------ Information given ------

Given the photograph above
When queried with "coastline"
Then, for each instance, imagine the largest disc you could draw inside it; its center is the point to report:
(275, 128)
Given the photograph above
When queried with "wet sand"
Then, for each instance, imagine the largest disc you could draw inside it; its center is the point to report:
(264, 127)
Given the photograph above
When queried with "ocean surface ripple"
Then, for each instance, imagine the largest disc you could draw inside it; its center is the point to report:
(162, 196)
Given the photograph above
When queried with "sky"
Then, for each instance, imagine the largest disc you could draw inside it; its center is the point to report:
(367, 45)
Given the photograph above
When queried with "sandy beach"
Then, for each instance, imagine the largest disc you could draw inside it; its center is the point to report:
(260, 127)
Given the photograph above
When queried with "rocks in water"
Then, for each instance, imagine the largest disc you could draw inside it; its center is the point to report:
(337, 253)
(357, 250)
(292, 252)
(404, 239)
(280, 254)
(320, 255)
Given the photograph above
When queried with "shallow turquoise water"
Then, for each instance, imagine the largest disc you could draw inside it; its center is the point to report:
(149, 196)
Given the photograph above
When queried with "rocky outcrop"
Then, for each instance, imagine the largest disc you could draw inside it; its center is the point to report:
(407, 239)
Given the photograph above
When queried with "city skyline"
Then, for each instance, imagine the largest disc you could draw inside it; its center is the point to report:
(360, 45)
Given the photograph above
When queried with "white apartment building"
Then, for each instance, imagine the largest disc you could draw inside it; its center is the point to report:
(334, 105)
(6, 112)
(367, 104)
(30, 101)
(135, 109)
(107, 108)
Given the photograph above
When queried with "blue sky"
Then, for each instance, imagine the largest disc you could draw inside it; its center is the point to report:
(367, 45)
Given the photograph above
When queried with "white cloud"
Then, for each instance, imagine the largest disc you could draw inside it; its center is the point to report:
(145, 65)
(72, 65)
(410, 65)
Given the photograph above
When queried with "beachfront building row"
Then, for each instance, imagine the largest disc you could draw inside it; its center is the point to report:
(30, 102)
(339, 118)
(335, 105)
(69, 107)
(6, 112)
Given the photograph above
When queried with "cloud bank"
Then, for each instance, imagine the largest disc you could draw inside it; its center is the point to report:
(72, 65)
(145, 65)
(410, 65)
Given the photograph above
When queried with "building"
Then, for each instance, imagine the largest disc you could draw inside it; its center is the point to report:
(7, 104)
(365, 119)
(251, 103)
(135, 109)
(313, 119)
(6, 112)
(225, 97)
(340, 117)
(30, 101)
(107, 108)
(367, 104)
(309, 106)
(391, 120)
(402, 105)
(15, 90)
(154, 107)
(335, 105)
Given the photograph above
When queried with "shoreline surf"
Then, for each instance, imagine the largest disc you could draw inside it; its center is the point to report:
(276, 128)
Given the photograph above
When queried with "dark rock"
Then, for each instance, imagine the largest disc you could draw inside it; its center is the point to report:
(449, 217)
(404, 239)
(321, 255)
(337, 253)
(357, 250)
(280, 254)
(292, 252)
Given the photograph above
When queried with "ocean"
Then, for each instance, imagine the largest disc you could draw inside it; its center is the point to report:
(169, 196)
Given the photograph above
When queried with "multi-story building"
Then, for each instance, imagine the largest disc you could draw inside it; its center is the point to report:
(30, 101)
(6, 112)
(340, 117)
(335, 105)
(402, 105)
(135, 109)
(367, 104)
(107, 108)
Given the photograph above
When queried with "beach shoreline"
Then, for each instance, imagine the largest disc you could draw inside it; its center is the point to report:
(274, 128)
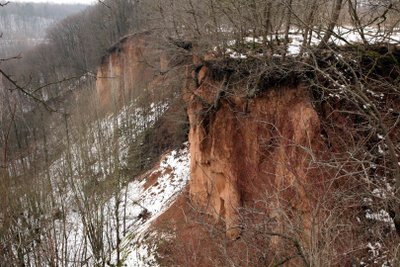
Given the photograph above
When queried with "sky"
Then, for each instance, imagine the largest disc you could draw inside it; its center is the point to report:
(57, 1)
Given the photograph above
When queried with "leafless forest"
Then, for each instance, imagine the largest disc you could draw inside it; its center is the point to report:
(65, 158)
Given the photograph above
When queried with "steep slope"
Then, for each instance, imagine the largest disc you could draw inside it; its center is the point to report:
(245, 149)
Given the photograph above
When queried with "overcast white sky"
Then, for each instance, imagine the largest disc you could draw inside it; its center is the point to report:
(57, 1)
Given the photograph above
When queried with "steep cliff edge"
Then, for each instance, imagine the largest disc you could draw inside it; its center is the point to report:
(132, 69)
(270, 162)
(247, 150)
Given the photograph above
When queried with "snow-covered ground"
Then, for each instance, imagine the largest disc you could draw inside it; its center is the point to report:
(342, 35)
(121, 220)
(144, 205)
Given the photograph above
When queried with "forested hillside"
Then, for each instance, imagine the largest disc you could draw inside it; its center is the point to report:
(24, 25)
(202, 133)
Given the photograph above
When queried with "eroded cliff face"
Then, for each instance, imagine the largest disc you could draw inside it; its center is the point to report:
(249, 151)
(131, 67)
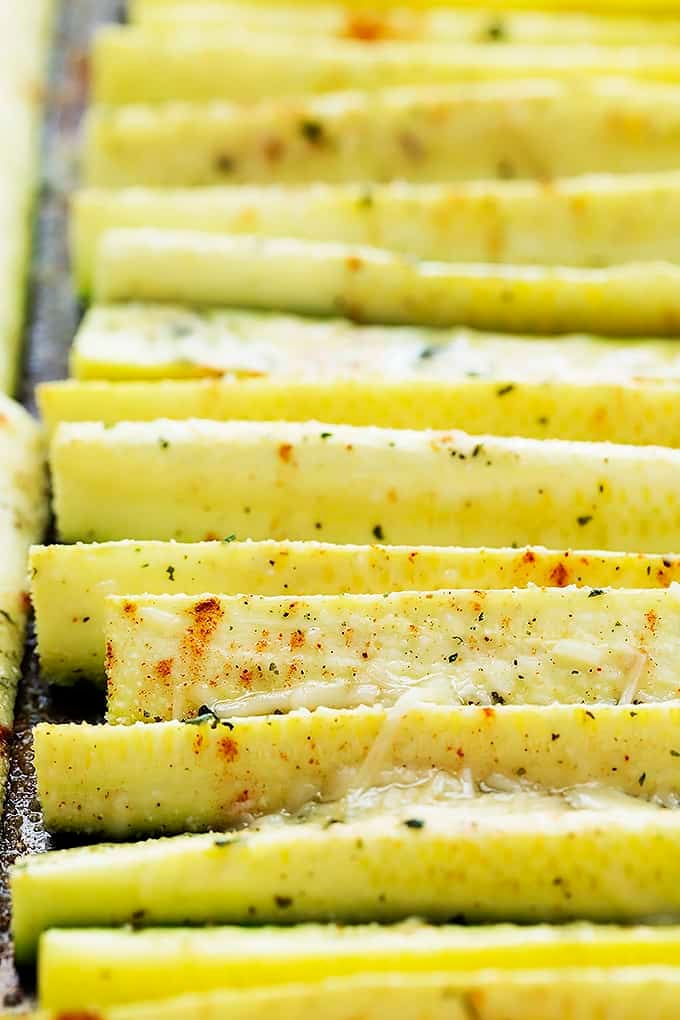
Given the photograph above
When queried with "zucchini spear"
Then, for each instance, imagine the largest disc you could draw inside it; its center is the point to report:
(407, 24)
(422, 134)
(156, 342)
(376, 285)
(69, 583)
(22, 519)
(135, 65)
(174, 777)
(199, 479)
(637, 413)
(21, 75)
(574, 222)
(384, 854)
(167, 656)
(574, 993)
(668, 7)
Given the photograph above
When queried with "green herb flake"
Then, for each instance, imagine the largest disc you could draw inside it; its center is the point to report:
(497, 32)
(312, 131)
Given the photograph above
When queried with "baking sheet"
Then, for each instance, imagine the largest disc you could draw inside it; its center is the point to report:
(52, 317)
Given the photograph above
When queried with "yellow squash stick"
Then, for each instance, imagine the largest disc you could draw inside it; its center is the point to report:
(201, 479)
(637, 413)
(167, 656)
(521, 855)
(174, 776)
(69, 583)
(157, 342)
(402, 22)
(22, 518)
(420, 134)
(574, 222)
(667, 7)
(375, 285)
(136, 65)
(574, 993)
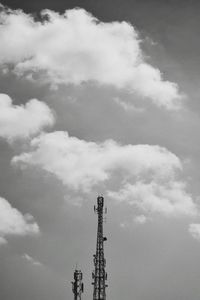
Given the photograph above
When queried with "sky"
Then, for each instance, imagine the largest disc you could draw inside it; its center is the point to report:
(100, 98)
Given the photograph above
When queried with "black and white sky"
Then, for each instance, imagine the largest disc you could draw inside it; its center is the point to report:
(100, 97)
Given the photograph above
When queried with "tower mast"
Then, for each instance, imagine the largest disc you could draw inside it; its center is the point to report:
(77, 285)
(99, 275)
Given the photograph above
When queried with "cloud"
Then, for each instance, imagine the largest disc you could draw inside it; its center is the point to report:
(31, 260)
(12, 222)
(168, 198)
(2, 241)
(141, 219)
(75, 47)
(81, 165)
(22, 121)
(194, 230)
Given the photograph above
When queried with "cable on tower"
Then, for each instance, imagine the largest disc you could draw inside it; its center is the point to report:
(77, 285)
(99, 275)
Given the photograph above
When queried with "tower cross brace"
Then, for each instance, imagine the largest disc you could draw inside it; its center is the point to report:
(99, 275)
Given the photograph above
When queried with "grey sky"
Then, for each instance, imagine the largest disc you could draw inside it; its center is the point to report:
(152, 250)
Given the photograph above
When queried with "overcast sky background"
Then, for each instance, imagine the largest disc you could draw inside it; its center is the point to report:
(100, 97)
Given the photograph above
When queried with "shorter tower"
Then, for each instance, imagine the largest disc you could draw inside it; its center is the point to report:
(77, 285)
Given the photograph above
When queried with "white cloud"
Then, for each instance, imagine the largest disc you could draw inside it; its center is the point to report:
(12, 222)
(3, 241)
(141, 219)
(31, 260)
(75, 47)
(168, 198)
(81, 165)
(22, 121)
(194, 230)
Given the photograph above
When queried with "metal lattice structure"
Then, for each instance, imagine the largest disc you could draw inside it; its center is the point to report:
(77, 285)
(99, 275)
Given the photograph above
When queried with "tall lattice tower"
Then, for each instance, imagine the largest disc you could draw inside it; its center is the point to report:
(99, 275)
(77, 285)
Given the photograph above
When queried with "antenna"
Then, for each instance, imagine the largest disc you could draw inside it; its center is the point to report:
(99, 275)
(77, 285)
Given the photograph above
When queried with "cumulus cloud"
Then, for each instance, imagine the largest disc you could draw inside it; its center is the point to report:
(13, 222)
(141, 219)
(31, 260)
(81, 165)
(75, 47)
(22, 121)
(194, 230)
(166, 198)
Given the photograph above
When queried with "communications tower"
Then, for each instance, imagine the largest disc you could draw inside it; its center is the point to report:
(77, 285)
(99, 275)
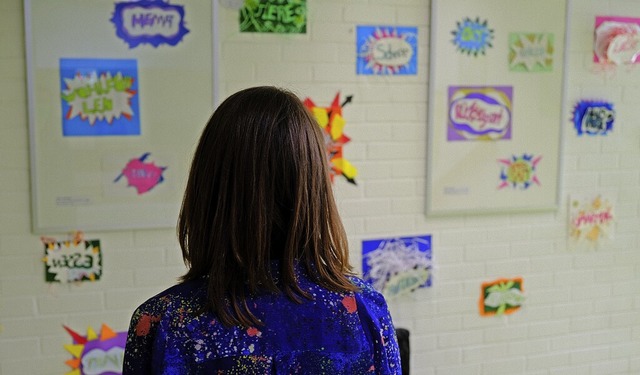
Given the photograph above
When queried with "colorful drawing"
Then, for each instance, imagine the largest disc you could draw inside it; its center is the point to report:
(152, 22)
(96, 354)
(531, 52)
(519, 171)
(479, 113)
(397, 266)
(502, 296)
(99, 97)
(590, 219)
(593, 117)
(472, 36)
(274, 16)
(617, 40)
(72, 260)
(143, 176)
(332, 123)
(387, 50)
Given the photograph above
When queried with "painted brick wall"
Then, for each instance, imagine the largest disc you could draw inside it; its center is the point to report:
(581, 314)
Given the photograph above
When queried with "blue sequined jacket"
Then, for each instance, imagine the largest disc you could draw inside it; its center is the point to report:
(333, 334)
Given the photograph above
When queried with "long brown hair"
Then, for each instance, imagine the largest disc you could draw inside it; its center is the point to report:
(259, 190)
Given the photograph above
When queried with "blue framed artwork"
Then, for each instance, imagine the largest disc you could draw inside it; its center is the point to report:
(396, 266)
(99, 97)
(386, 50)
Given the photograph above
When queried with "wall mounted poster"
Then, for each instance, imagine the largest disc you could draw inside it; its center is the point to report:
(495, 106)
(115, 108)
(397, 266)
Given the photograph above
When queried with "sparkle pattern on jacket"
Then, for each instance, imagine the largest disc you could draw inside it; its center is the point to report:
(333, 334)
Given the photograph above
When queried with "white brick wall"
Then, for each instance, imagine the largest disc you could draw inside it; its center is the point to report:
(582, 312)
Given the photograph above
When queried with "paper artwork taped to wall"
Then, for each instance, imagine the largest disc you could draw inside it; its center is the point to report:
(154, 22)
(72, 260)
(397, 266)
(274, 16)
(531, 52)
(472, 37)
(96, 353)
(386, 50)
(519, 171)
(479, 113)
(99, 97)
(593, 117)
(332, 123)
(141, 175)
(502, 296)
(617, 40)
(591, 219)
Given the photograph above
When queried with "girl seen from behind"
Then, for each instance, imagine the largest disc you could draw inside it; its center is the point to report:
(268, 289)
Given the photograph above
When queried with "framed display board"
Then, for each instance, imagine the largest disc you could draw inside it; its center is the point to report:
(119, 92)
(495, 105)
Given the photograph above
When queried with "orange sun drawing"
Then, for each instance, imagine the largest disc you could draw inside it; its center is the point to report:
(95, 353)
(332, 123)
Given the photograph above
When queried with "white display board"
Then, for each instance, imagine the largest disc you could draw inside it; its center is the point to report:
(495, 105)
(119, 93)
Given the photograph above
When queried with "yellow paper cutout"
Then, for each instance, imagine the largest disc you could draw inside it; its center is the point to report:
(337, 124)
(321, 115)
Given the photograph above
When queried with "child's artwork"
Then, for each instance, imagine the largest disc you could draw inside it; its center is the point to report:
(274, 16)
(397, 266)
(531, 52)
(502, 296)
(386, 50)
(479, 113)
(96, 353)
(472, 37)
(72, 260)
(332, 123)
(519, 172)
(617, 40)
(590, 219)
(142, 175)
(593, 117)
(99, 97)
(152, 22)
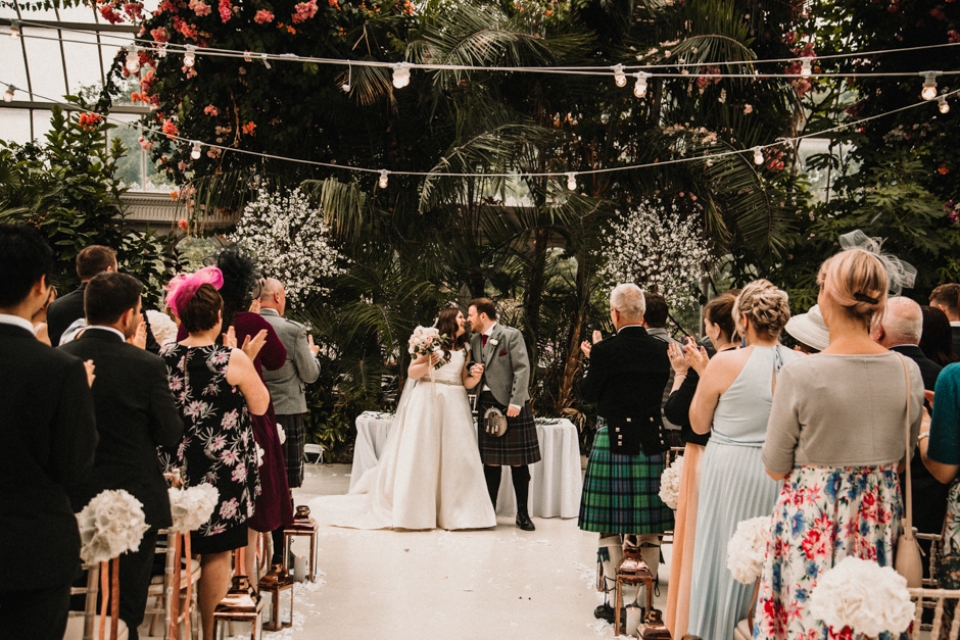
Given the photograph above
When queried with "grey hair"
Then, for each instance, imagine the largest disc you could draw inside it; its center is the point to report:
(628, 299)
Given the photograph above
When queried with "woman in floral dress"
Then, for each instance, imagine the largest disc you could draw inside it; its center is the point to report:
(217, 389)
(836, 436)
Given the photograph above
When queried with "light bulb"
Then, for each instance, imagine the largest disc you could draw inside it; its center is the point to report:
(133, 59)
(401, 75)
(640, 89)
(929, 91)
(619, 76)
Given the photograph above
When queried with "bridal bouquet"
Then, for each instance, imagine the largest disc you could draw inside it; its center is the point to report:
(427, 341)
(111, 524)
(191, 508)
(864, 596)
(670, 483)
(747, 548)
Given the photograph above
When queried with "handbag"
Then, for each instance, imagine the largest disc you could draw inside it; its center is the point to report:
(906, 558)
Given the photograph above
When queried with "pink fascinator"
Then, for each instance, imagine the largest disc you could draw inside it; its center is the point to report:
(181, 289)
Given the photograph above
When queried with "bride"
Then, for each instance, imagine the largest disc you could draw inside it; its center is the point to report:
(429, 474)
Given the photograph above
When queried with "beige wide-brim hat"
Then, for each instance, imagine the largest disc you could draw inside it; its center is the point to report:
(809, 329)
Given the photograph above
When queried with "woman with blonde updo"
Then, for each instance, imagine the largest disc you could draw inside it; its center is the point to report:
(836, 437)
(732, 402)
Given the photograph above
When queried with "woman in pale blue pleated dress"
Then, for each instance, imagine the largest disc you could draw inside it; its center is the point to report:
(733, 400)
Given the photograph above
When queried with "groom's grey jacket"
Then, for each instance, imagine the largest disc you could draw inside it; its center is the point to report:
(506, 365)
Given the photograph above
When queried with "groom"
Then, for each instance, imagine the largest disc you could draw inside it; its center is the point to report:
(500, 356)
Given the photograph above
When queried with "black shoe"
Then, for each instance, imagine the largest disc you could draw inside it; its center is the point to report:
(524, 522)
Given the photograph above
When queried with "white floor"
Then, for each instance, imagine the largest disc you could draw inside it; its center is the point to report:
(496, 585)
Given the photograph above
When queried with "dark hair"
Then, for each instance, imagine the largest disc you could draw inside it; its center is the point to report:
(239, 278)
(936, 341)
(484, 305)
(95, 259)
(447, 324)
(109, 295)
(719, 311)
(947, 295)
(656, 312)
(200, 314)
(25, 257)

------

• [Task item]: Counting only lines that hold the word "cliff", state how many there are in the data. Write the number alone.

• [Reply]: 2